WHAT THE TASK REQUIRES ▸
Copy the records word for word, starting at the very first line and going on through the line that contains "73], [311, 66]]".

EXERCISE INPUTS ▸
= = = = =
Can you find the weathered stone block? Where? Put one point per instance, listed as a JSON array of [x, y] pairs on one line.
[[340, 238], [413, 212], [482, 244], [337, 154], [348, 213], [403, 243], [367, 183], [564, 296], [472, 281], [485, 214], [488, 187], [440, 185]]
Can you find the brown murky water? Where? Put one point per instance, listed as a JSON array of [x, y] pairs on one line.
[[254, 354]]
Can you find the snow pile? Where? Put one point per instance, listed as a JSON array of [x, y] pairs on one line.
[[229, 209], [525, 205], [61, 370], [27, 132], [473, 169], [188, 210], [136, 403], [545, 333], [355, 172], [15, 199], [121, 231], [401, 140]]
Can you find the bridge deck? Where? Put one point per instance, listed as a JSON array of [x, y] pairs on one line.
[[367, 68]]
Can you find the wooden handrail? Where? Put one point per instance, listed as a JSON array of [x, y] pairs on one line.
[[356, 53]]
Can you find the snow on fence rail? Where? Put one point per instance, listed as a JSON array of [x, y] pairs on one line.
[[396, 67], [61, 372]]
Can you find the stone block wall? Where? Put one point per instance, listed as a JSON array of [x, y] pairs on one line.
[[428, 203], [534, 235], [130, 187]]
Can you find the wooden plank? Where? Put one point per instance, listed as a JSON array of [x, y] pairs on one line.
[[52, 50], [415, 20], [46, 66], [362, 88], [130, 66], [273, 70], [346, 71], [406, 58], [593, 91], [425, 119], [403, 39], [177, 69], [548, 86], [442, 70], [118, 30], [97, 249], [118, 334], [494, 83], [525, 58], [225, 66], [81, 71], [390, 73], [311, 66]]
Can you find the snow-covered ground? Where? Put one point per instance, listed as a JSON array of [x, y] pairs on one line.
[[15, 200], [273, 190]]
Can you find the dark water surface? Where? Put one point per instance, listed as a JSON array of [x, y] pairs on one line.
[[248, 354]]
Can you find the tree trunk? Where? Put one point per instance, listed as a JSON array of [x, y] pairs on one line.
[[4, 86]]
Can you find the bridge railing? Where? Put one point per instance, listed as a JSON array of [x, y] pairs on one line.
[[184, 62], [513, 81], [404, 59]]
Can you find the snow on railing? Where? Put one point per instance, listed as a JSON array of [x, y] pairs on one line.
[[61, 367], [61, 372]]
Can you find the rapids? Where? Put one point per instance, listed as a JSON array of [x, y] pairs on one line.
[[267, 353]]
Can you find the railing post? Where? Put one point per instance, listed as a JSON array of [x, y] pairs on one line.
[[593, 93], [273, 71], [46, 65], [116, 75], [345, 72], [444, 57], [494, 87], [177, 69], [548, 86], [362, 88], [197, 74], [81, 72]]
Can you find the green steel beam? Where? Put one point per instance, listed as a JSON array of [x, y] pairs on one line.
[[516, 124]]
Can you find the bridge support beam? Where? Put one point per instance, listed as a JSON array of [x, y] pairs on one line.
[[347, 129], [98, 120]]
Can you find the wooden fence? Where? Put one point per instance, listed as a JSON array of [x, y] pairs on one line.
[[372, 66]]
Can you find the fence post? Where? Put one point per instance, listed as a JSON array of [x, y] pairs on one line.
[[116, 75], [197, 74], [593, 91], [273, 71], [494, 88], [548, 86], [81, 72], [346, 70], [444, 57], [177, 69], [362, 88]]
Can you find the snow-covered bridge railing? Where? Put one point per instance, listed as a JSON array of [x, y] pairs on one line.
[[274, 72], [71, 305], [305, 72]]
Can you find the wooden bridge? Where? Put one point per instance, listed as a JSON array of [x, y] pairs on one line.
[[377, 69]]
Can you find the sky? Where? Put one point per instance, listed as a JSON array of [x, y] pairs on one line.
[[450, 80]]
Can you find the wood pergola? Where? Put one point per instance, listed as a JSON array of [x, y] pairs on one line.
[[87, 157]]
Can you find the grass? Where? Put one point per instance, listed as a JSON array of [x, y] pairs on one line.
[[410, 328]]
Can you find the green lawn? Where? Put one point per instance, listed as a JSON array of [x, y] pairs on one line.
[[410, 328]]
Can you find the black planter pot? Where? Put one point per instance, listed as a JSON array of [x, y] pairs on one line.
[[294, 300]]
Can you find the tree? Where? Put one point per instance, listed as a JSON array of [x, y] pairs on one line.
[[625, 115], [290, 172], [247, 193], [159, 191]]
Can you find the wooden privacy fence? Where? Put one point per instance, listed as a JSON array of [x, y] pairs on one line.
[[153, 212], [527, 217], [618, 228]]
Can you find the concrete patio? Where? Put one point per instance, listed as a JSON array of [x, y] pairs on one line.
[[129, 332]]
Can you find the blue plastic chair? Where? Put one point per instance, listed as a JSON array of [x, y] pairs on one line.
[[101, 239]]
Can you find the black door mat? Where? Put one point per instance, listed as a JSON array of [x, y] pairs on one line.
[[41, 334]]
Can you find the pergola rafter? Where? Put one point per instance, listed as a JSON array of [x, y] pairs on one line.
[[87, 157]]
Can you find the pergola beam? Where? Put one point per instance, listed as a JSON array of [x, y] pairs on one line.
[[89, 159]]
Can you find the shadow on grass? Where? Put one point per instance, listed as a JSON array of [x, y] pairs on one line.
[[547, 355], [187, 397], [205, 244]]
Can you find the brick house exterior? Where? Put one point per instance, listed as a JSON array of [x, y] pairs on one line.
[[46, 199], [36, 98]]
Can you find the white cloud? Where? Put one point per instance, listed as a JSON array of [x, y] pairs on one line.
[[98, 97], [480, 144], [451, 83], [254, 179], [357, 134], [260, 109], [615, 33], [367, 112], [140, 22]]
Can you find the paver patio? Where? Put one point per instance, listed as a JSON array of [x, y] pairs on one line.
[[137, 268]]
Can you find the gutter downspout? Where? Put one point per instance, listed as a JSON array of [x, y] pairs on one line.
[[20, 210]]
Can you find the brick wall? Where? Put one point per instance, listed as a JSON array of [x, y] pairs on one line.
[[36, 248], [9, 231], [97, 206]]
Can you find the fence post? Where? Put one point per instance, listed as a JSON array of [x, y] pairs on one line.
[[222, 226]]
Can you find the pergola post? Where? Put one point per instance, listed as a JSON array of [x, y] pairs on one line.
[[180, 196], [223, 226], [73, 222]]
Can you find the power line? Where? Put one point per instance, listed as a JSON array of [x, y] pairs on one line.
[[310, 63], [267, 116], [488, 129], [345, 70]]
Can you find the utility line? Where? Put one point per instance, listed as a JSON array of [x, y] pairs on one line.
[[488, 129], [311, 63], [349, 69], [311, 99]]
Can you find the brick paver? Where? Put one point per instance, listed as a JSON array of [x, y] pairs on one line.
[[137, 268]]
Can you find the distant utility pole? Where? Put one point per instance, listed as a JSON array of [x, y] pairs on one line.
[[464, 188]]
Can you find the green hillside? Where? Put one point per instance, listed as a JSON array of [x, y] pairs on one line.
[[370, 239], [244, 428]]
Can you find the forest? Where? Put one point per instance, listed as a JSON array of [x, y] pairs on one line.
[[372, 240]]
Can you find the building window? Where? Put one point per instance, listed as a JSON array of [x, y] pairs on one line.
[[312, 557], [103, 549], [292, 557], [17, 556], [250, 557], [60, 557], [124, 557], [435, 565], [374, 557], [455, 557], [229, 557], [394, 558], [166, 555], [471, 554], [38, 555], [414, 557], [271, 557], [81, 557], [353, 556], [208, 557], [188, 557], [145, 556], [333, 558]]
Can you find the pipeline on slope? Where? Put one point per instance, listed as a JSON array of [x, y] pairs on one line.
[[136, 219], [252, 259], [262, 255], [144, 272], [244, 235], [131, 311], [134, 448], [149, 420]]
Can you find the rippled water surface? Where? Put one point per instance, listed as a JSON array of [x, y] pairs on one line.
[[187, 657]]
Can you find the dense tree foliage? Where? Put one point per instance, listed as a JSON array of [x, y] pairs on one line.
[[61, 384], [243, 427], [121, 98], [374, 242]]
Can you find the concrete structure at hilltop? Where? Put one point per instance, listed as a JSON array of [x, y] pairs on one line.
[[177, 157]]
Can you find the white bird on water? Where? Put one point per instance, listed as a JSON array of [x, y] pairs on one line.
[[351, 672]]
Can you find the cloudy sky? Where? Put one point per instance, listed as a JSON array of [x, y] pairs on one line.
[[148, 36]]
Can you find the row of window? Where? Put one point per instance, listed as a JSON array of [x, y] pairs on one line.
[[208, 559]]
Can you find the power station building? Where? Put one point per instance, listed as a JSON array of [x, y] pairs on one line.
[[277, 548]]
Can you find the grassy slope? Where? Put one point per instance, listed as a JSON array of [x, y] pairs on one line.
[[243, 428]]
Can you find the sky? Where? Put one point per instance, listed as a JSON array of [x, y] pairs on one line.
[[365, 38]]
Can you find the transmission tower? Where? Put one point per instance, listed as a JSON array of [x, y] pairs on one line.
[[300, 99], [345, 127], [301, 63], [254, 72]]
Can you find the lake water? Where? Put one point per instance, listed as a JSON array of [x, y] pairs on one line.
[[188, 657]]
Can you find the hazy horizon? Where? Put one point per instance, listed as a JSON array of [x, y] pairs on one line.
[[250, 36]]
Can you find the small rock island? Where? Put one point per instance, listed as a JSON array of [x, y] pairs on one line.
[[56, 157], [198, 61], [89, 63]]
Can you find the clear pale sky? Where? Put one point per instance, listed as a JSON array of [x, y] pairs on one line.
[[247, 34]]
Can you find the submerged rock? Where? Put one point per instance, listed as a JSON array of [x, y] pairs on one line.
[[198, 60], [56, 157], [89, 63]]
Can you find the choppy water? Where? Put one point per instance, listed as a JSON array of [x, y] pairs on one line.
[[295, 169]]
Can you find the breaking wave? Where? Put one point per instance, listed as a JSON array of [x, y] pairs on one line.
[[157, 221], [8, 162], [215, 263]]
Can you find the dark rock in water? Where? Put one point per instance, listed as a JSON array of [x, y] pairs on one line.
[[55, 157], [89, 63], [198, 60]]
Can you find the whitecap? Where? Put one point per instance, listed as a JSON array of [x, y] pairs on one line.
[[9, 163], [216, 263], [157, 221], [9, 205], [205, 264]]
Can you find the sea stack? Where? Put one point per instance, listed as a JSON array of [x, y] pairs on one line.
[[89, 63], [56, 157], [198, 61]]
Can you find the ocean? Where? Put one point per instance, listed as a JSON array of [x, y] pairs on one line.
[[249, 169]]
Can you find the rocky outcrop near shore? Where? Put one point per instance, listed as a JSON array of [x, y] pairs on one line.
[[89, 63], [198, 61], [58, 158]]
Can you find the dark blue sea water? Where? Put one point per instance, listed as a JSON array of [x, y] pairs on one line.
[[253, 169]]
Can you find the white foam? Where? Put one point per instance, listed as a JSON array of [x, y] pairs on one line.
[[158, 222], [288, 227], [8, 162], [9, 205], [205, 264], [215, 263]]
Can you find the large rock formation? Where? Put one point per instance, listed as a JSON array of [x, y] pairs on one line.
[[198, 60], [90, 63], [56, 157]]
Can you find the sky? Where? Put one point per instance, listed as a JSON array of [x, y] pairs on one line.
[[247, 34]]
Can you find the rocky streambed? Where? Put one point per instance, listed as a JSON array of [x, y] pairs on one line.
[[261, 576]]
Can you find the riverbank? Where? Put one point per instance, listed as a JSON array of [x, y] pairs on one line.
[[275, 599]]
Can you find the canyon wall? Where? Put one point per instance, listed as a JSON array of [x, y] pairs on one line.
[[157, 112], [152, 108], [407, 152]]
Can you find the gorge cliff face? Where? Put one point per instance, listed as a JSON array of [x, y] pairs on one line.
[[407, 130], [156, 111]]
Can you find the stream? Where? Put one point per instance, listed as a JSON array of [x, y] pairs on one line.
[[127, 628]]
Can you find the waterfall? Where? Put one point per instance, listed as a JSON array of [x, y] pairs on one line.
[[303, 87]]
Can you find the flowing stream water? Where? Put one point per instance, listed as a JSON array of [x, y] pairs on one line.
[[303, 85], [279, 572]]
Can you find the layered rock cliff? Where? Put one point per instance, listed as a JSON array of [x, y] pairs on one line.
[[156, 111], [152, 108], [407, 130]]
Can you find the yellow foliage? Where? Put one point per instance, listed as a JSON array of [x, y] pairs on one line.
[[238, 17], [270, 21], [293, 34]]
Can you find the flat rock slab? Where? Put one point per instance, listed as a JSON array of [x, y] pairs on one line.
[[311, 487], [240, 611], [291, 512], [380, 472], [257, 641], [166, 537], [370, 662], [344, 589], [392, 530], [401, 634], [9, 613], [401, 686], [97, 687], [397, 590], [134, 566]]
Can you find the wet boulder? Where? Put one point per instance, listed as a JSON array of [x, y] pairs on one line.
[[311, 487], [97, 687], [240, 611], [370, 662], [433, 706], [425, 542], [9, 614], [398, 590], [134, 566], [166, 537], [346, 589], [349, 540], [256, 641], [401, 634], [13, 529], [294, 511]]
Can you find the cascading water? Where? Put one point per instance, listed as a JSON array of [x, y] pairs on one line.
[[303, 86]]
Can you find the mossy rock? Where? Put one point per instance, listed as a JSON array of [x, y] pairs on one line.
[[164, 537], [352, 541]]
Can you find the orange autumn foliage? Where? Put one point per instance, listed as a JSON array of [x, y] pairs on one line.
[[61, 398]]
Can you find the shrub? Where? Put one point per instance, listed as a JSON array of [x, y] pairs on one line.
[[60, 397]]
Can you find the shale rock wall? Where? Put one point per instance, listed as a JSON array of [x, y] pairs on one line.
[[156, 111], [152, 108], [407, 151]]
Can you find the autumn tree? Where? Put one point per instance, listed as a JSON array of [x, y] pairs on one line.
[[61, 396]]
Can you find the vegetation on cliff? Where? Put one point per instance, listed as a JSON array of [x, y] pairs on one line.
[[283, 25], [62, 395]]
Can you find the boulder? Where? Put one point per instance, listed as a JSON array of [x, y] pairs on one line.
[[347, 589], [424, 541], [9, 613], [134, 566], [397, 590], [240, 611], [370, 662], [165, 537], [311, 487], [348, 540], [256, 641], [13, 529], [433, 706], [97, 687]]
= = = = =
EXPECTED ANSWER ▸
Can you find the weathered stone block? Where? Put one point per instance, listed as a JSON array of [x, y] pairs on one line.
[[340, 238], [413, 212], [482, 244], [337, 154], [348, 213], [403, 243], [367, 183], [564, 296], [472, 281], [485, 214], [488, 187], [440, 185]]
Can you find the brown murky water? Where? Put one point per instance, listed as a JSON array of [x, y] pairs on one line.
[[254, 354]]
Can you find the snow pile? Where? Put one point per instance, listed as a JSON array of [x, y] pairs on one line.
[[229, 209], [525, 205], [61, 370], [27, 132], [473, 169], [188, 210], [136, 403], [545, 333], [355, 172], [15, 199], [121, 231], [401, 140]]
Can you find the bridge deck? Where? Put one point per instance, listed as a JSON array of [x, y] pairs on one line.
[[367, 68]]
Can you find the wooden handrail? Where? Put one point per instance, listed as a JSON array of [x, y] pairs on one line.
[[356, 53]]
Can you find the snow on fence rail? Where? Put one point per instance, listed as a JSON array of [x, y] pairs on one line.
[[396, 67], [61, 372]]
Can you find the stone block wall? Where? Put one point per instance, listed as a JSON array of [x, y] pairs on one line.
[[428, 203], [534, 235], [130, 187]]
Can you find the wooden plank? Where? Put one point per instance, listed as a JSON array of [x, y] pairs on one line.
[[52, 50], [415, 20], [46, 66], [362, 88], [130, 66], [273, 70], [346, 71], [406, 58], [593, 91], [425, 119], [403, 39], [177, 69], [548, 86], [442, 70], [118, 30], [97, 249], [118, 334], [494, 83], [525, 58], [225, 66], [81, 71], [390, 73], [311, 66]]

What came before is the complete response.